__THE TASK__
Transcribe the following records line for line, reproducing every character without any change.

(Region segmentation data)
^^^^

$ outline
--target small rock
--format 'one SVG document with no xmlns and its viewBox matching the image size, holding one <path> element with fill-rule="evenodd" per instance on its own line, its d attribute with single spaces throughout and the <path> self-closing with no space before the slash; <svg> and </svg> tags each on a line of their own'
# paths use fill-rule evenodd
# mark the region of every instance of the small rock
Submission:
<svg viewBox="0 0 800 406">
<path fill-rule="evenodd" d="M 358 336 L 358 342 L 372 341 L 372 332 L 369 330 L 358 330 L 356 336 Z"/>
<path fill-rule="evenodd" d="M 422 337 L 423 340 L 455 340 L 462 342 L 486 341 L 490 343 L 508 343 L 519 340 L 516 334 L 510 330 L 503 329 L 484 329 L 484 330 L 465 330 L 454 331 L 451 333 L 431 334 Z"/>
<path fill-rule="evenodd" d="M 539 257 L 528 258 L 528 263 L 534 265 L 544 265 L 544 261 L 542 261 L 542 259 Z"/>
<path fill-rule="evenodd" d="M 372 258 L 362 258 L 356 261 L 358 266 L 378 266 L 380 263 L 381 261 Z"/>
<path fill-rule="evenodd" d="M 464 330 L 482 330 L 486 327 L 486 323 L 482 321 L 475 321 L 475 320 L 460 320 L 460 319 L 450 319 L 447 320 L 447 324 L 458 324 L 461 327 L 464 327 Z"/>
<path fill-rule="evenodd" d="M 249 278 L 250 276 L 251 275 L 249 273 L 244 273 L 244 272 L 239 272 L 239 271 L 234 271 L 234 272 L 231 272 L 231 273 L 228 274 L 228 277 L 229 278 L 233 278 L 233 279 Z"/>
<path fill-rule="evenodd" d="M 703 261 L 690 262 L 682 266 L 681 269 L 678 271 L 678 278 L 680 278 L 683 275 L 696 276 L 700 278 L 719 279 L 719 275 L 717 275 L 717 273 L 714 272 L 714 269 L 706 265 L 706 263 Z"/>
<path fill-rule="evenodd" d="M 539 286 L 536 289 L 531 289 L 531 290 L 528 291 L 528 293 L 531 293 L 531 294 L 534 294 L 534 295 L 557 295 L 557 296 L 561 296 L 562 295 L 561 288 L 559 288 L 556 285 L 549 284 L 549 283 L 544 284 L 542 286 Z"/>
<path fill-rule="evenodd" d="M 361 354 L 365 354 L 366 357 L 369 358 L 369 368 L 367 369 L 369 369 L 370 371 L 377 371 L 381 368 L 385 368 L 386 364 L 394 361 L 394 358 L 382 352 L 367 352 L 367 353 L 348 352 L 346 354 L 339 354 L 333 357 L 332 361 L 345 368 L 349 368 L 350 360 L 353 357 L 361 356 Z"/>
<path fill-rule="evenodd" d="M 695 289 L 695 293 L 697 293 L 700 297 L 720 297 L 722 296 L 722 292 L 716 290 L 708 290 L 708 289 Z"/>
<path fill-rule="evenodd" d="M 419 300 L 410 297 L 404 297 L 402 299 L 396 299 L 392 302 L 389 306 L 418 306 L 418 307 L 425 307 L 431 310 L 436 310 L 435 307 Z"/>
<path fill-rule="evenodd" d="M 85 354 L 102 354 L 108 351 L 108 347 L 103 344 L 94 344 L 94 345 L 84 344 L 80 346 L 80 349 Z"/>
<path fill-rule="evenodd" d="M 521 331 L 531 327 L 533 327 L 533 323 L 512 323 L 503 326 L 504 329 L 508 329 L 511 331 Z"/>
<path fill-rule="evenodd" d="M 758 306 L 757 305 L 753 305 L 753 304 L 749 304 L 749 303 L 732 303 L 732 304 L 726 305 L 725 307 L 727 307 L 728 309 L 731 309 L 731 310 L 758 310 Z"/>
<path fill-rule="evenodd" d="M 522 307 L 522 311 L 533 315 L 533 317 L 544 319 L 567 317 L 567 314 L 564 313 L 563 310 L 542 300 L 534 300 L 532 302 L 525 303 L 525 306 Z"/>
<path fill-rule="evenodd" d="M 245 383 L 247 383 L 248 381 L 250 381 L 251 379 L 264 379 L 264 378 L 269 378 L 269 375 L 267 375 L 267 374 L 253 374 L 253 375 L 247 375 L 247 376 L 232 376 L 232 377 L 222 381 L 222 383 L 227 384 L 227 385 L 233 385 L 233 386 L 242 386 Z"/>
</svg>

^^^^

__EXERCISE OUTPUT__
$ outline
--target small rock
--format 'one SVG document with no xmlns and its viewBox matching the image size, holding one <path> element with fill-rule="evenodd" per instance on its own line, its d attribute with single spaces throughout and the <path> self-closing with no space before the slash; <svg> and </svg> tags each on a line of their own'
# paths use fill-rule evenodd
# mark the region of every instance of the small rock
Submission:
<svg viewBox="0 0 800 406">
<path fill-rule="evenodd" d="M 358 336 L 358 342 L 372 341 L 372 332 L 369 330 L 358 330 L 356 336 Z"/>
<path fill-rule="evenodd" d="M 422 337 L 423 340 L 455 340 L 462 342 L 486 341 L 490 343 L 508 343 L 519 340 L 516 334 L 510 330 L 503 329 L 484 329 L 484 330 L 465 330 L 454 331 L 451 333 L 431 334 Z"/>
<path fill-rule="evenodd" d="M 539 257 L 528 258 L 528 263 L 534 265 L 544 265 L 544 261 L 542 261 L 542 259 Z"/>
<path fill-rule="evenodd" d="M 372 258 L 362 258 L 356 261 L 358 266 L 378 266 L 380 263 L 381 261 Z"/>
<path fill-rule="evenodd" d="M 464 330 L 482 330 L 486 327 L 486 323 L 482 321 L 475 321 L 475 320 L 460 320 L 460 319 L 450 319 L 447 320 L 447 324 L 458 324 L 461 327 L 464 327 Z"/>
<path fill-rule="evenodd" d="M 249 278 L 250 276 L 251 275 L 249 273 L 244 273 L 244 272 L 239 272 L 239 271 L 234 271 L 234 272 L 231 272 L 231 273 L 228 274 L 228 277 L 229 278 L 233 278 L 233 279 Z"/>
<path fill-rule="evenodd" d="M 703 261 L 690 262 L 682 266 L 681 269 L 678 271 L 678 278 L 680 278 L 683 275 L 696 276 L 700 278 L 719 279 L 719 275 L 717 275 L 717 273 L 714 272 L 714 269 L 706 265 L 706 263 Z"/>
<path fill-rule="evenodd" d="M 539 286 L 536 289 L 531 289 L 531 290 L 528 291 L 528 293 L 531 293 L 531 294 L 534 294 L 534 295 L 557 295 L 557 296 L 561 296 L 562 295 L 561 288 L 559 288 L 556 285 L 549 284 L 549 283 L 544 284 L 542 286 Z"/>
<path fill-rule="evenodd" d="M 361 354 L 365 354 L 366 357 L 369 358 L 369 368 L 367 369 L 369 369 L 370 371 L 377 371 L 381 368 L 385 368 L 386 364 L 394 361 L 394 358 L 382 352 L 367 352 L 367 353 L 348 352 L 346 354 L 339 354 L 333 357 L 332 361 L 345 368 L 349 368 L 350 360 L 353 357 L 361 356 Z"/>
<path fill-rule="evenodd" d="M 695 289 L 695 293 L 697 293 L 700 297 L 720 297 L 722 296 L 722 292 L 716 290 L 708 290 L 708 289 Z"/>
<path fill-rule="evenodd" d="M 419 300 L 410 297 L 404 297 L 402 299 L 396 299 L 392 302 L 389 306 L 418 306 L 418 307 L 425 307 L 431 310 L 436 310 L 435 307 Z"/>
<path fill-rule="evenodd" d="M 85 354 L 102 354 L 108 351 L 108 347 L 103 344 L 94 344 L 94 345 L 84 344 L 80 346 L 80 349 Z"/>
<path fill-rule="evenodd" d="M 521 331 L 531 327 L 533 327 L 533 323 L 512 323 L 503 326 L 504 329 L 508 329 L 511 331 Z"/>
<path fill-rule="evenodd" d="M 758 306 L 757 305 L 753 305 L 753 304 L 749 304 L 749 303 L 732 303 L 732 304 L 726 305 L 725 307 L 727 307 L 728 309 L 731 309 L 731 310 L 758 310 Z"/>
<path fill-rule="evenodd" d="M 522 307 L 522 311 L 533 315 L 533 317 L 544 319 L 567 317 L 567 314 L 564 313 L 563 310 L 542 300 L 534 300 L 532 302 L 525 303 L 525 306 Z"/>
<path fill-rule="evenodd" d="M 245 383 L 247 383 L 248 381 L 250 381 L 251 379 L 264 379 L 264 378 L 269 378 L 269 375 L 267 375 L 267 374 L 253 374 L 253 375 L 247 375 L 247 376 L 232 376 L 232 377 L 222 381 L 222 383 L 227 384 L 227 385 L 233 385 L 233 386 L 242 386 Z"/>
</svg>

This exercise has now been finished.